- _EXERCISE_: The range to reproduce runs from the line containing "Target: giant black and white cow" through the last line of the listing below; give exactly those lines and no others.
- Opening Delimiter -
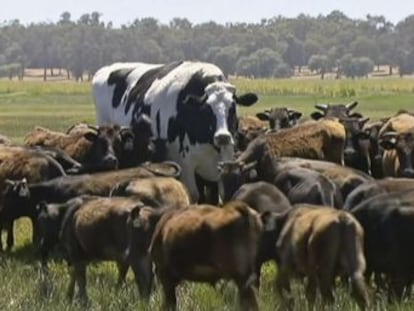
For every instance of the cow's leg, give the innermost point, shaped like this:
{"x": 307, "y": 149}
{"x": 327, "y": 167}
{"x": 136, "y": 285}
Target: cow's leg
{"x": 247, "y": 297}
{"x": 311, "y": 290}
{"x": 122, "y": 272}
{"x": 282, "y": 286}
{"x": 10, "y": 235}
{"x": 359, "y": 290}
{"x": 35, "y": 235}
{"x": 80, "y": 274}
{"x": 72, "y": 282}
{"x": 396, "y": 287}
{"x": 142, "y": 268}
{"x": 168, "y": 283}
{"x": 1, "y": 240}
{"x": 188, "y": 178}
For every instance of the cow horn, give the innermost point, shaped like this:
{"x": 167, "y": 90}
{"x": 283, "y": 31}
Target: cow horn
{"x": 389, "y": 134}
{"x": 9, "y": 182}
{"x": 322, "y": 107}
{"x": 194, "y": 98}
{"x": 160, "y": 172}
{"x": 351, "y": 106}
{"x": 248, "y": 166}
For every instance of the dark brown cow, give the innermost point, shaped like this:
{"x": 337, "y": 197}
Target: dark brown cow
{"x": 98, "y": 230}
{"x": 280, "y": 118}
{"x": 155, "y": 191}
{"x": 357, "y": 143}
{"x": 313, "y": 140}
{"x": 372, "y": 129}
{"x": 95, "y": 150}
{"x": 222, "y": 244}
{"x": 20, "y": 198}
{"x": 136, "y": 145}
{"x": 339, "y": 111}
{"x": 320, "y": 243}
{"x": 249, "y": 127}
{"x": 388, "y": 222}
{"x": 366, "y": 191}
{"x": 22, "y": 163}
{"x": 263, "y": 197}
{"x": 304, "y": 185}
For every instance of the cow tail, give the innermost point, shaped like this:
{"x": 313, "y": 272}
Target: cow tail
{"x": 66, "y": 234}
{"x": 327, "y": 194}
{"x": 352, "y": 260}
{"x": 57, "y": 169}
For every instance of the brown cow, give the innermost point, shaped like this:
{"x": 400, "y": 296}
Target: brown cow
{"x": 397, "y": 137}
{"x": 249, "y": 127}
{"x": 320, "y": 243}
{"x": 340, "y": 111}
{"x": 98, "y": 230}
{"x": 95, "y": 150}
{"x": 22, "y": 163}
{"x": 4, "y": 140}
{"x": 20, "y": 198}
{"x": 280, "y": 118}
{"x": 155, "y": 191}
{"x": 313, "y": 140}
{"x": 221, "y": 243}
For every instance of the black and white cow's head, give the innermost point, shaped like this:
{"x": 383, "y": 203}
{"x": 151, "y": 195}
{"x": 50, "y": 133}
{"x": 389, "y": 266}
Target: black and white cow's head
{"x": 211, "y": 117}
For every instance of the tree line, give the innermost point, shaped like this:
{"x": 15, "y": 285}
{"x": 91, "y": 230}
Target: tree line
{"x": 273, "y": 47}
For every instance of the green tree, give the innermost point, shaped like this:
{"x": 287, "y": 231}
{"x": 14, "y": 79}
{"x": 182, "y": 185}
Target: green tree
{"x": 320, "y": 63}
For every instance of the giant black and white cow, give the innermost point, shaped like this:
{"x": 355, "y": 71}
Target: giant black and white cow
{"x": 191, "y": 104}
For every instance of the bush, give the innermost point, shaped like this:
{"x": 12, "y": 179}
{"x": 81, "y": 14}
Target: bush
- Closing Delimiter -
- _RESPONSE TO THE TASK_:
Target: giant black and white cow
{"x": 191, "y": 104}
For every instance of the bush, give the innermost point, shaped like this:
{"x": 12, "y": 179}
{"x": 81, "y": 14}
Target: bush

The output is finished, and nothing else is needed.